Request: The records that follow are to be repeated exactly, with the pictures removed.

========

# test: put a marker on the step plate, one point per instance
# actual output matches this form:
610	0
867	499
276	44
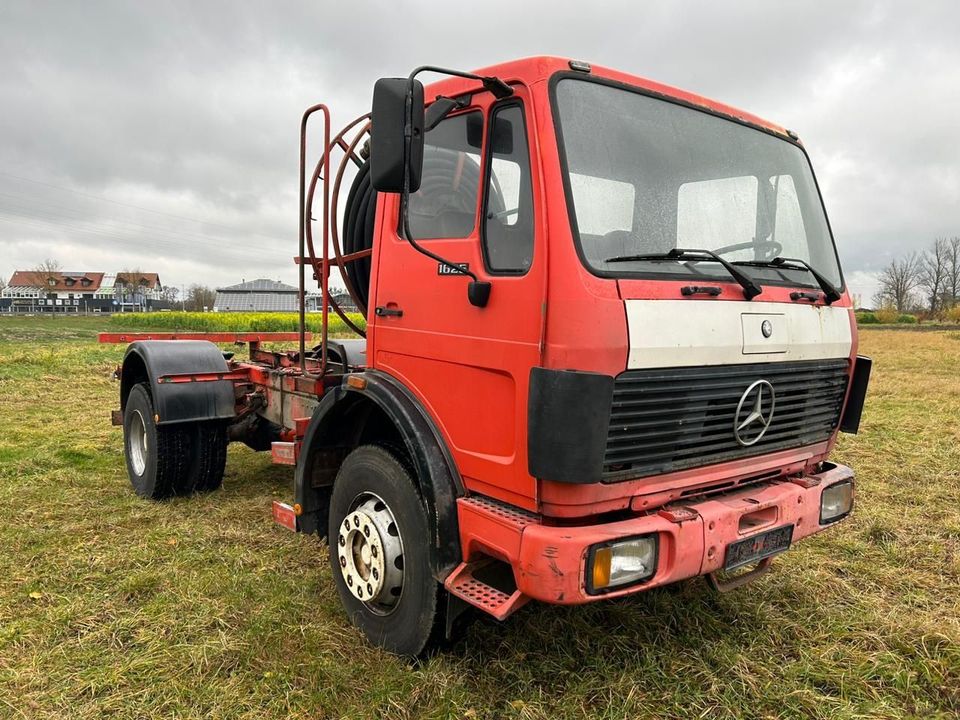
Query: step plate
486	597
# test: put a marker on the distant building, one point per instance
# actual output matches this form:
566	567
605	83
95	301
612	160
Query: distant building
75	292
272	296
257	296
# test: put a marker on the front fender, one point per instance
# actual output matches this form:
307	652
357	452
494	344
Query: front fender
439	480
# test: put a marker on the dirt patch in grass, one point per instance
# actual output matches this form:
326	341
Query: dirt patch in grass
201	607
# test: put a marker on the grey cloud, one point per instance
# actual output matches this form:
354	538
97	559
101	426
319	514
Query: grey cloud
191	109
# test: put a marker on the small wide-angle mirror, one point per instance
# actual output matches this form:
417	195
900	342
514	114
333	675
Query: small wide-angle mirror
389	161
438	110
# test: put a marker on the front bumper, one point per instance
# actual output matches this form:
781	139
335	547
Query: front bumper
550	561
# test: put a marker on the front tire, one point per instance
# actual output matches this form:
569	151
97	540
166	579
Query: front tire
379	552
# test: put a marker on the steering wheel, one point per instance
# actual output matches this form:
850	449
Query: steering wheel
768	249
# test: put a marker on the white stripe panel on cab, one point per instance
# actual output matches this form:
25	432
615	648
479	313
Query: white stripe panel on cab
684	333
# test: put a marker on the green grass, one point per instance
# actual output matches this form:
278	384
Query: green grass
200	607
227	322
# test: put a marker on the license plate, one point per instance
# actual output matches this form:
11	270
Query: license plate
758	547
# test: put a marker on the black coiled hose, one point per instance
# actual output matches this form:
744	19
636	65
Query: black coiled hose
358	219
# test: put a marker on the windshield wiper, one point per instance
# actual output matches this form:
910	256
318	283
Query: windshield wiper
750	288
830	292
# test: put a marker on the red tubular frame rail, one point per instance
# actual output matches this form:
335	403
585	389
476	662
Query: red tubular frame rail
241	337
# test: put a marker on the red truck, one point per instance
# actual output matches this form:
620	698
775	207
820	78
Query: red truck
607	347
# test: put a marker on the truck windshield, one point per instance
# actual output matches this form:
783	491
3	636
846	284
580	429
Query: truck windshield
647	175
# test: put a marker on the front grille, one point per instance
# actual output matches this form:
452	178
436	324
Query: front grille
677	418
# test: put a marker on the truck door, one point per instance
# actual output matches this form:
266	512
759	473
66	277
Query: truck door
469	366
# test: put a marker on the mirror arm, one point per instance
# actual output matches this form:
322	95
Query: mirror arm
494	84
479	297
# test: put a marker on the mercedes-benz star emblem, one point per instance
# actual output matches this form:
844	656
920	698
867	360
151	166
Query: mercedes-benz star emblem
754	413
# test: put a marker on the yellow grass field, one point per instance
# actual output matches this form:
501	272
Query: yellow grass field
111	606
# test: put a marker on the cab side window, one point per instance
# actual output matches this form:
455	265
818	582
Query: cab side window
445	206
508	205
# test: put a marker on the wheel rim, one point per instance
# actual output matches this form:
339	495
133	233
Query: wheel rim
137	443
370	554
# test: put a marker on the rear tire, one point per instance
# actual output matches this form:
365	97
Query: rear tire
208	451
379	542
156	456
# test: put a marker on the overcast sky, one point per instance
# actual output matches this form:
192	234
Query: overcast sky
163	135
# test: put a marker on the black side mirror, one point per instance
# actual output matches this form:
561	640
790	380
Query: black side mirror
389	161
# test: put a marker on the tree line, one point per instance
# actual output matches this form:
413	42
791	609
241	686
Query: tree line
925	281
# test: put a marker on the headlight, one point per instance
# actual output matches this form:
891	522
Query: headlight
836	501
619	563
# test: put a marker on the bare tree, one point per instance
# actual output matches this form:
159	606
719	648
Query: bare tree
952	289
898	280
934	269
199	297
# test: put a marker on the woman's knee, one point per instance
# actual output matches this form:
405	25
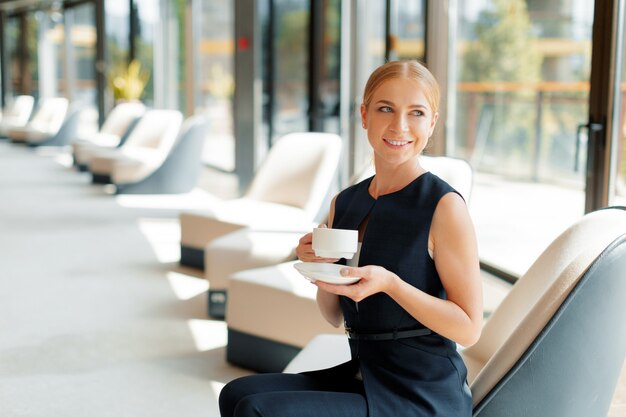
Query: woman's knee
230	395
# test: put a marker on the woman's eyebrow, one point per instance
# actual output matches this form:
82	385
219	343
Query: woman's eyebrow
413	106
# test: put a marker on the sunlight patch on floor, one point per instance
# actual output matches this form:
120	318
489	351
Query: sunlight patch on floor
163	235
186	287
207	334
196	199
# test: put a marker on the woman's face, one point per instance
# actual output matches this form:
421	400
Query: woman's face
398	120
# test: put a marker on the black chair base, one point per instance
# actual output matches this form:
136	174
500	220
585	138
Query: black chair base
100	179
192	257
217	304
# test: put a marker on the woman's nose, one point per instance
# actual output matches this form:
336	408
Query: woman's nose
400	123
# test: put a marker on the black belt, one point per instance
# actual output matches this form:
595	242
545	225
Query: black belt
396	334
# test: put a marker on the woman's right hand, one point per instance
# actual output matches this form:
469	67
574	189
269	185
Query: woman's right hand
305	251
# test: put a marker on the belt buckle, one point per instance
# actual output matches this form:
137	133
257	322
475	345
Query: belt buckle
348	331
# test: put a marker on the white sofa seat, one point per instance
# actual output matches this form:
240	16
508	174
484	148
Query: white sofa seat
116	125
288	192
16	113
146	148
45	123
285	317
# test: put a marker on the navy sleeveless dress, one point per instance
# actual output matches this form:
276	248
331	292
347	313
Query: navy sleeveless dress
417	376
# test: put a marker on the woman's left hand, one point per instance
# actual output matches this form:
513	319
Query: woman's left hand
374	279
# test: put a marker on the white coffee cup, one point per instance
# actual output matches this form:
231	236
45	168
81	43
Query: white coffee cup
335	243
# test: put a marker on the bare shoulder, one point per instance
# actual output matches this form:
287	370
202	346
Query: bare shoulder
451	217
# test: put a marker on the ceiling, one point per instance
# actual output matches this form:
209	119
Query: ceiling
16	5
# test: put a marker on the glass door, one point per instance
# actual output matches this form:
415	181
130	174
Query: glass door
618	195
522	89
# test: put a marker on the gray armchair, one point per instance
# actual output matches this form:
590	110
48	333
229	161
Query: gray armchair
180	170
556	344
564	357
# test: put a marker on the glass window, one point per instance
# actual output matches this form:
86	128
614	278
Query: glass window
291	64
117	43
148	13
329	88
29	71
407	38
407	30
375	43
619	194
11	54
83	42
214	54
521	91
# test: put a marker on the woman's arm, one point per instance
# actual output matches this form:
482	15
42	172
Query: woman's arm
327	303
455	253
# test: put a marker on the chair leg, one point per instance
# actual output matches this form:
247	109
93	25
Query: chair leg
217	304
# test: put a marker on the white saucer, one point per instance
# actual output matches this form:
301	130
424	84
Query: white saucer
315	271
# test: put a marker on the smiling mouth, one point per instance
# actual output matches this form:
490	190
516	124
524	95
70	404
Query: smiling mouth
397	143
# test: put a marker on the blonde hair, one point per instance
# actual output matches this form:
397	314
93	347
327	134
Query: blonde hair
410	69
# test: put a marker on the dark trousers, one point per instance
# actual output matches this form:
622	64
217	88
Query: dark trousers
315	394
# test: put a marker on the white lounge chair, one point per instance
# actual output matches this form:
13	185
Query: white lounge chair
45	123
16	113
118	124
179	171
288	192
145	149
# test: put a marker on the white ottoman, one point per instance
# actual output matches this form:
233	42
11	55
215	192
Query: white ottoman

========

Expected answer:
# test: put a marker on the step plate, one point per instance
# actual output matches this form:
610	0
867	499
276	44
Query: step plate
486	597
# test: put a marker on the distant building, one point per instance
# actual output matches this form:
566	567
605	83
95	301
612	160
Query: distant building
75	292
272	296
257	296
# test: put a marker on the front fender, one point per instance
# actual output matches this form:
307	652
357	452
494	344
Query: front fender
439	480
# test: put a marker on the dirt patch in grass, one point per instance
# actual output matches this form:
326	341
Query: dirt patch in grass
201	607
# test: put a marker on the grey cloud, one point per instance
# actual output matches this form:
354	538
97	559
101	426
319	514
Query: grey cloud
191	109
# test: put a marker on the small wide-angle mirror, one point per instance
# actual output matches this form:
417	195
900	342
514	114
333	675
Query: small wide-angle mirror
389	161
438	110
# test: put a marker on the front bumper, one point per instance
# actual output matches this form:
781	139
335	547
Query: front bumper
550	561
# test: put a marker on the front tire, one point per instance
# actual output matches this form:
569	151
97	540
166	579
Query: front tire
379	552
# test: put a marker on the steering wheel, one point per instance
# actual output matches this form:
850	449
Query: steering wheel
768	249
# test: put a marker on the white stripe panel on cab, one point per instance
# actual output matches this form:
25	432
615	648
479	313
Query: white stripe panel on cab
684	333
# test: put a marker on the green grass, one point per instance
# actual output matches this form:
278	384
Query: green grass
200	607
227	322
# test: put a marker on the license plate, one point per instance
# actual output matches this form:
11	270
Query: license plate
758	547
# test: put a marker on the black coiled hose, one point per instance
# actual output matches this form:
744	19
636	65
Query: black coiled hose
358	219
# test: put a marker on the windshield wiper, one point per instance
# actual output matches this form:
910	256
318	283
Query: windshield wiper
750	288
830	292
# test: put a marker on the red tubular frame rail, one point per instance
# actual output matches this form:
335	403
585	389
476	662
Query: red tubular frame rail
241	337
# test: put a marker on the red truck, one point per instance
# actual output matches this form:
620	698
775	207
820	78
Query: red truck
607	347
# test: put a marker on the truck windshield, one point per instance
# actual output matches this form:
783	491
3	636
846	284
580	429
Query: truck windshield
647	175
# test: put a marker on the front grille, one point per instance
# actual output matches this form:
452	178
436	324
Query: front grille
677	418
# test: put a marker on the truck door, one point per instance
# actual output matches this form:
266	512
759	473
66	277
Query: truck door
469	366
# test: put a marker on the mirror arm, one point per instance
# actual output matches this form:
322	95
Query: mirror arm
494	84
479	297
# test: put a marker on the mercedes-benz star emblem, one point per instance
# actual output matches this form:
844	656
920	698
867	360
151	166
Query: mercedes-benz star emblem
754	413
# test: put a marker on the yellow grass field, one point per instance
# actual output matches this form:
501	272
Query: yellow grass field
111	606
# test: put a marker on the cab side window, one point per instance
# actual output matches this form:
455	265
818	582
Query: cab side window
445	206
508	205
# test: put a marker on the wheel rim, one point per instance
# actual output matches this form:
339	495
133	233
Query: wheel rim
137	443
370	554
# test: put a marker on the rear tire, one point per instance
# actual output matches this form:
365	97
Query: rear tire
208	451
379	542
156	456
# test: put a marker on the overcast sky, one point per instance
# actual output matches this form:
192	234
Query: overcast sky
163	135
# test: put a marker on the black side mirror, one point per instance
# actual output matches this form:
561	640
790	380
Query: black side mirror
389	161
# test: put a marker on the tree line, one point per instance
# actual output matches this form:
413	42
791	609
241	686
Query: tree line
925	281
# test: put a marker on the headlight, one point per instance
# actual output matches this form:
891	522
Query: headlight
836	501
619	563
# test: put a marker on the bare tree, one point per instance
# actual output matches this form:
159	606
719	648
Query: bare tree
952	289
898	280
934	269
199	297
# test: put a marker on the woman's knee, one point per instance
# actual output matches this form:
405	25
Query: woman's knee
230	395
# test: put a marker on the woman's eyebrow, one point per instance
# actual output matches this form:
82	385
219	343
Query: woman's eyebrow
413	106
# test: put a marker on the sunlight patch on floor, one point per instance
# actual output matches this form:
120	318
489	351
Query: sunlight patch on floor
163	235
186	287
207	334
196	199
# test: put a marker on the woman's face, one point per instance
# actual output matches this form:
421	400
Query: woman's face
398	120
# test: put a marker on the black chair base, one point per instance
# actual output matches this form:
136	174
500	220
585	138
Query: black chair base
100	179
192	257
217	304
# test: put a marker on the woman's nose, one point per instance
# actual output matches this form:
336	408
Query: woman's nose
400	123
# test: put a marker on the black belt, one point per instance
# actual output matches this form:
595	242
545	225
Query: black belt
396	334
# test: put a marker on the woman's right hand, one point per instance
# actual output matches this form:
469	67
574	189
269	185
Query: woman's right hand
305	251
# test: put a marker on the belt buckle, one point per instance
# actual output matches this form:
137	133
257	322
475	345
Query: belt buckle
348	331
# test: put a marker on the white sofa seat, one point per instance
# actual output matches this form:
240	16
508	174
484	148
Query: white sofa seat
116	125
288	192
16	113
146	148
45	123
285	317
# test: put a marker on the navy sleeveless dress, one point per instance
# actual output matches this form:
276	248
331	292
347	313
Query: navy sleeveless dress
417	376
# test: put a marker on the woman's left hand, one point per instance
# actual output matches this form:
513	319
Query: woman's left hand
374	279
# test: put a marker on the white coffee cup, one point per instance
# actual output matches this form:
231	236
45	168
81	43
Query: white coffee cup
335	243
# test: put a marker on the bare shoulder, one point per instance
# actual output matches this form:
287	370
202	346
Query: bare shoulder
451	217
# test: put a marker on the ceiling, one point per instance
# actual output matches this form:
209	119
Query: ceiling
16	5
# test: put a marker on the glass door, one point per instance
# actual output matches this form:
415	181
130	174
Query: glass door
618	195
522	89
# test: put a marker on the gray armchair, one point per instance
# actual output matches this form:
590	110
48	333
229	161
Query: gray armchair
180	170
556	344
564	357
# test: put a marker on the glass window, one point per instance
# actual output matches this form:
86	128
614	278
Query: glass window
291	64
117	43
148	13
329	88
29	71
407	38
407	30
375	43
619	194
11	54
83	42
214	54
521	91
# test: put a marker on the woman's arm, one point per instance
# actual output matches this form:
482	15
42	172
Query: woman's arm
327	303
455	253
# test: put a marker on the chair leg, one point per instance
# actual output matches this form:
247	109
93	25
Query: chair leg
217	304
# test: put a marker on the white saucer, one point per instance
# actual output matches this form:
301	130
424	84
Query: white saucer
315	271
# test: put a marker on the smiling mouth, one point per instance
# actual output matches this form:
490	190
516	124
524	95
70	404
Query: smiling mouth
397	143
# test: put a marker on the blonde hair, one point per instance
# actual output matches this form:
397	314
93	347
327	134
Query: blonde hair
410	69
# test: put a marker on the dark trousers, one point per instance
# actual output matches this form:
622	64
217	88
Query: dark trousers
315	394
# test: put a marker on the white lounge chair, one point per instance
# actual output matches this form:
13	185
Query: white lounge chair
45	123
16	113
118	124
179	171
288	192
145	149
# test: put a marker on the white ottoman, one point per instance
# actual output matches this form:
233	42
11	55
215	192
Query: white ottoman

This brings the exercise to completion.